* _Brief_:
From the data below, repeat everything exactly except the images.

* _Data under study_:
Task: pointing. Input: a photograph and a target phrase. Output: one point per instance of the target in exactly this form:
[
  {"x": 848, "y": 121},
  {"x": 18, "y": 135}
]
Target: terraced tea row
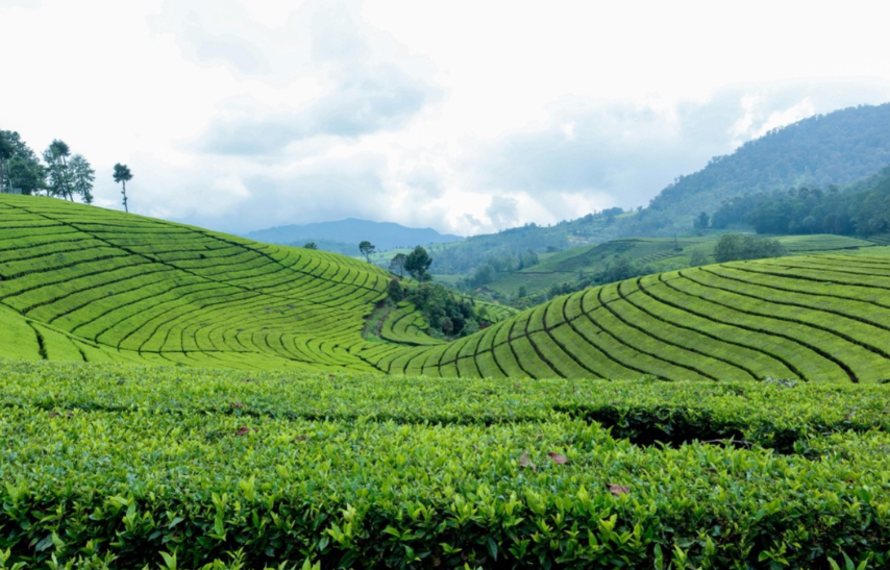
[
  {"x": 120, "y": 466},
  {"x": 92, "y": 284},
  {"x": 824, "y": 318}
]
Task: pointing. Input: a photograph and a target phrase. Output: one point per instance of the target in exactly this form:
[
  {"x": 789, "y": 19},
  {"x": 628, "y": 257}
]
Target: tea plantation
[
  {"x": 172, "y": 397},
  {"x": 819, "y": 318}
]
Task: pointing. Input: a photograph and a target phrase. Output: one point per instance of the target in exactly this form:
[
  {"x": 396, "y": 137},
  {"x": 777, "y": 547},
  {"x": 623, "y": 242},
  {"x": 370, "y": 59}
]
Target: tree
[
  {"x": 23, "y": 170},
  {"x": 701, "y": 222},
  {"x": 123, "y": 175},
  {"x": 82, "y": 178},
  {"x": 733, "y": 247},
  {"x": 394, "y": 290},
  {"x": 398, "y": 264},
  {"x": 418, "y": 263},
  {"x": 56, "y": 158},
  {"x": 7, "y": 151},
  {"x": 367, "y": 248}
]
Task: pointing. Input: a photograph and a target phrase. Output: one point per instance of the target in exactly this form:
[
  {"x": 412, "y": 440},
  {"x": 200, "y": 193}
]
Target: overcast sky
[{"x": 466, "y": 116}]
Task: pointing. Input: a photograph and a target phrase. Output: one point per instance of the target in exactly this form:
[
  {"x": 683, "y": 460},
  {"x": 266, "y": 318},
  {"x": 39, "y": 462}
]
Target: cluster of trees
[
  {"x": 447, "y": 315},
  {"x": 417, "y": 264},
  {"x": 736, "y": 247},
  {"x": 618, "y": 268},
  {"x": 496, "y": 266},
  {"x": 60, "y": 174},
  {"x": 863, "y": 209}
]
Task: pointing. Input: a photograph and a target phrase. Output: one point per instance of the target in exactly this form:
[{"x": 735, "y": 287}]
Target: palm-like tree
[
  {"x": 56, "y": 156},
  {"x": 122, "y": 174},
  {"x": 7, "y": 151}
]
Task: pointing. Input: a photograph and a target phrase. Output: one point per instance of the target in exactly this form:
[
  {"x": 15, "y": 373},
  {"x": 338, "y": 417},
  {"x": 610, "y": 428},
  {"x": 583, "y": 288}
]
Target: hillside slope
[
  {"x": 79, "y": 283},
  {"x": 82, "y": 283},
  {"x": 821, "y": 318},
  {"x": 384, "y": 235}
]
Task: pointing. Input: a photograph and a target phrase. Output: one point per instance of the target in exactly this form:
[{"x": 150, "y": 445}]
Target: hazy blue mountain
[
  {"x": 837, "y": 148},
  {"x": 351, "y": 231}
]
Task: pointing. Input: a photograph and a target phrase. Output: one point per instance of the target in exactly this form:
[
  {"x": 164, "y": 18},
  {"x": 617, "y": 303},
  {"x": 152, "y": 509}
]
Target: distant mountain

* _Output_:
Task: pointing. Input: a photograph and a target phrase. Output: one point per instance of the target in exactly this form:
[
  {"x": 848, "y": 121},
  {"x": 18, "y": 135}
]
Target: terraced tea row
[
  {"x": 120, "y": 466},
  {"x": 92, "y": 284},
  {"x": 824, "y": 318}
]
Task: pointing. Input: a photograph and a target phrase. Output: one point per instance of the target in exactly this form:
[
  {"x": 789, "y": 19},
  {"x": 628, "y": 257}
]
Target: tea plantation
[
  {"x": 172, "y": 397},
  {"x": 819, "y": 318}
]
Task: pointing. Input: a photograph and a target phrase. Output: one point per instance of the target in exactly this form:
[
  {"x": 396, "y": 137},
  {"x": 777, "y": 547},
  {"x": 623, "y": 242},
  {"x": 370, "y": 59}
]
Target: tree
[
  {"x": 23, "y": 170},
  {"x": 701, "y": 222},
  {"x": 123, "y": 175},
  {"x": 82, "y": 178},
  {"x": 733, "y": 247},
  {"x": 394, "y": 290},
  {"x": 398, "y": 264},
  {"x": 418, "y": 263},
  {"x": 56, "y": 158},
  {"x": 7, "y": 151},
  {"x": 367, "y": 248}
]
Task: pointing. Input: a photograph and a target phrase. Output: one point per instance of the target in exactly this form:
[
  {"x": 412, "y": 440},
  {"x": 200, "y": 193}
]
Target: overcast sky
[{"x": 466, "y": 116}]
Task: pointing. Input: a photograph and a target phrase. Output: one point per instance of the target in exactly this form:
[
  {"x": 683, "y": 460},
  {"x": 266, "y": 318},
  {"x": 39, "y": 462}
]
Target: cluster of trees
[
  {"x": 447, "y": 315},
  {"x": 417, "y": 264},
  {"x": 736, "y": 247},
  {"x": 618, "y": 268},
  {"x": 496, "y": 266},
  {"x": 60, "y": 174},
  {"x": 863, "y": 209}
]
Task: pointing. Input: a photograph and a target phrase. Output: one point per instance of the target in exactly this form:
[{"x": 735, "y": 287}]
Target: palm-like tree
[
  {"x": 56, "y": 156},
  {"x": 122, "y": 174},
  {"x": 7, "y": 151}
]
Task: pointing. Input: a photograph and a target phrase. Output: one point per instance of the target in exactly this form:
[
  {"x": 15, "y": 373},
  {"x": 338, "y": 417},
  {"x": 610, "y": 428},
  {"x": 583, "y": 288}
]
Target: hillside slope
[
  {"x": 79, "y": 283},
  {"x": 82, "y": 283},
  {"x": 821, "y": 318},
  {"x": 384, "y": 235}
]
Task: pointing. Input: a photograph and a target phrase. Output: one point per instance of the target in exactly this form:
[{"x": 150, "y": 445}]
Target: hazy blue mountain
[
  {"x": 837, "y": 148},
  {"x": 351, "y": 231}
]
Task: pointing. Input: a photograph and a target phrase. Output: one point per instance of the target in exactly this form:
[
  {"x": 164, "y": 18},
  {"x": 617, "y": 303},
  {"x": 152, "y": 509}
]
Target: distant mountain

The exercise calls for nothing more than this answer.